Задача 1:
Верни все строки, где встречается слово «sports».

5. Школа Андрея Рублева
Андрей уже при жизни был окружен помощниками и учениками. Созданная живописцем мастерская была центром выполнения крупных работ по созданию иконостасов и росписи храмов. Сохранившиеся благовещенский, владимирский и троицкий иконостасы показывают участие в выполнении их разных мастеров, судя по наличию разных почерков. Попытки установить авторство, атрибуцию отдельных икон или групп произведений предпринимаются постоянно, но твердых результатов они пока не дают. После целенаправленных усилий И. Э. Грабаря, М. В. Алпатова и В. Н. Лазарева, носивших скорее общий характер, более тщательное исследование было проведено по отношению к троицкому иконостасу Н. А. Деминой549, а к благовещенскому – Л. А. Щенниковой550. В результате этого труда некоторые иконы были выведены из круга собственно «рублевских писем», как обнаруживающих определенную художественную индивидуальность. По‑видимому, здесь должна быть проведена работа с таким же вниманием, как и по изучению творчества Андрея Рублева и Даниила Черного, и она потребует немало усилий связи с необходимостью классификации и атрибуции весьма значительного круга памятников раннемосковской живописи с учетом работы московских мастеров и в других городах. Не останутся в стороне и Ростов Великий, Углич, Ярославль, Вологда и другие города.
Мы ограничиваемся рассмотрением лишь тех памятников, которые несут на себе более или менее явственную печать «рублевской традиции» или «рублевской эпохи» или же, наконец, сопутствуют им.
Одним из таких памятников является деисусный чин Успенского собора Дмитрова, недавно раскрытый из‑под записей551.
Иконы опубликованы В. М. Сорокатым как памятник начала XV века. Отметив ряд особенностей, сближающих живопись чина с иконами XIV века, с произведениями Андрея Рублева и Даниила, указав также на весьма ощутимые различия между ними, автор заключает: «Деисус Успенского собора в Дмитрове принадлежит иной, нерублевской линии развития московского искусства, но причастность его авторов к созданию нового языка художественных форм, который смог воплотить идеи высокого иконостаса, позволяет связывать его с ранним этапом этого движения в искусстве Москвы представленным иконостасом 1408 года»552. С этой датировкой нельзя согласиться, хотя мы разделяем высокую оценку мастерства создателей дмитровского иконостаса. Иконописцы владеют рисунком и умеют строить форму, хотя при завершении работы, вероятно – помощниками, они сбиваются на раскраску, например – в письме ниспадающего внизу хитона Петра и Павла. Палитра художников позволяет извлекать из нее сильные живописные эффекты, но неплохо чувствуя цвет, мастера «гасят» его черными описями и лессировками в тенях. Умение создать образ художественно‑выразительный уживается рядом с явно ощутимой схематизацией приемов письма и усилением декоративного начала. Все это заставляет отодвинуть дату возникновения иконостаса к более позднему времени – к 30‑м или 40‑м годам, когда главные свершения эпохи Рублева и Даниила уже состоялись и каждый иной живописец мог использовать их в меру своих возможностей.

Строки данных:
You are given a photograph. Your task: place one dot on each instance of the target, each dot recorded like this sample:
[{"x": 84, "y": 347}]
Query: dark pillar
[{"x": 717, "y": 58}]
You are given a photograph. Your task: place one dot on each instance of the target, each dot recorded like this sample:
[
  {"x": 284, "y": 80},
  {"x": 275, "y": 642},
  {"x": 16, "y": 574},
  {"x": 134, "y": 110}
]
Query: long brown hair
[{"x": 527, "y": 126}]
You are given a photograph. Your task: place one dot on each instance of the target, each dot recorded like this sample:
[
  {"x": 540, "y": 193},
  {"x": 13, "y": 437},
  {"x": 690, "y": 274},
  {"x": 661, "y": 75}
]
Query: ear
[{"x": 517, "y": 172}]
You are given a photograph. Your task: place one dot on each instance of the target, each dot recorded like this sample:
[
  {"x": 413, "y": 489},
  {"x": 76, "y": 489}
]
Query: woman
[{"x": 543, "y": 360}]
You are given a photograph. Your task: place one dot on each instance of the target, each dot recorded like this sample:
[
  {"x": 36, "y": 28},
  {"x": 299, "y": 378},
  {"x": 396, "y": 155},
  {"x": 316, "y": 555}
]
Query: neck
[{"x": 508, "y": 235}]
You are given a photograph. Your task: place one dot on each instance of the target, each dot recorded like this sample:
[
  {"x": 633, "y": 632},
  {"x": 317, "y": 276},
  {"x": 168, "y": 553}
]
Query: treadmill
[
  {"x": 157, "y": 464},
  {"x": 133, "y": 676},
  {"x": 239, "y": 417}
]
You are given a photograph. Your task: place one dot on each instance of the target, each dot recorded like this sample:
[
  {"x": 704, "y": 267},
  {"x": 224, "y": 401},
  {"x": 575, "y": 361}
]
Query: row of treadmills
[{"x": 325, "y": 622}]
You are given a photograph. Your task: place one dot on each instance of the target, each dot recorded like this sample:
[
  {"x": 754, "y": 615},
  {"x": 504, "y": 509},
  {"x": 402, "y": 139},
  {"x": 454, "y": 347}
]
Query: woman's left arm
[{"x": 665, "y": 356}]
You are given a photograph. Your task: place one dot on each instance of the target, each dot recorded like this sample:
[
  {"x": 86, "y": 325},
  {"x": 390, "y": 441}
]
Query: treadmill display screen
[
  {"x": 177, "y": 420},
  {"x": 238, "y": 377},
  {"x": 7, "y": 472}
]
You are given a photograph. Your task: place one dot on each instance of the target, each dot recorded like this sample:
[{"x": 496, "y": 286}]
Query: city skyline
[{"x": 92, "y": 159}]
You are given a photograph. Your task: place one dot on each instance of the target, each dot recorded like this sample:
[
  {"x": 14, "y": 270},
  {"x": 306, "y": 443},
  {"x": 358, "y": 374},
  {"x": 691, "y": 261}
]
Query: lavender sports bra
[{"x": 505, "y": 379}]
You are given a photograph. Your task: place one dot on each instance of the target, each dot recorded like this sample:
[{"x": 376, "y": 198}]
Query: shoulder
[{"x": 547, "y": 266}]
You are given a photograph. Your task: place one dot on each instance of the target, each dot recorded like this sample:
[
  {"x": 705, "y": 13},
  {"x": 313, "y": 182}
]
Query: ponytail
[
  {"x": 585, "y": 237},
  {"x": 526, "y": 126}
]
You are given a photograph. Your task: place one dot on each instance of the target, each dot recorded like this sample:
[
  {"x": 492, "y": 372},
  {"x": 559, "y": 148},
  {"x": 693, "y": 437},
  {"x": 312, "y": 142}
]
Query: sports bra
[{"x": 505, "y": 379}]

Задача 2:
Перечисли всех людей, упомянутых в тексте о школе Андрея Рублева с инициалами перед фамилией.

Ответ 1:
Query: lavender sports bra
Query: sports bra

Ответ 2:
И. Э. Грабарь
М. В. Алпатов
В. Н. Лазарев
Н. А. Демина
Л. А. Щенникова
В. М. Сорокатый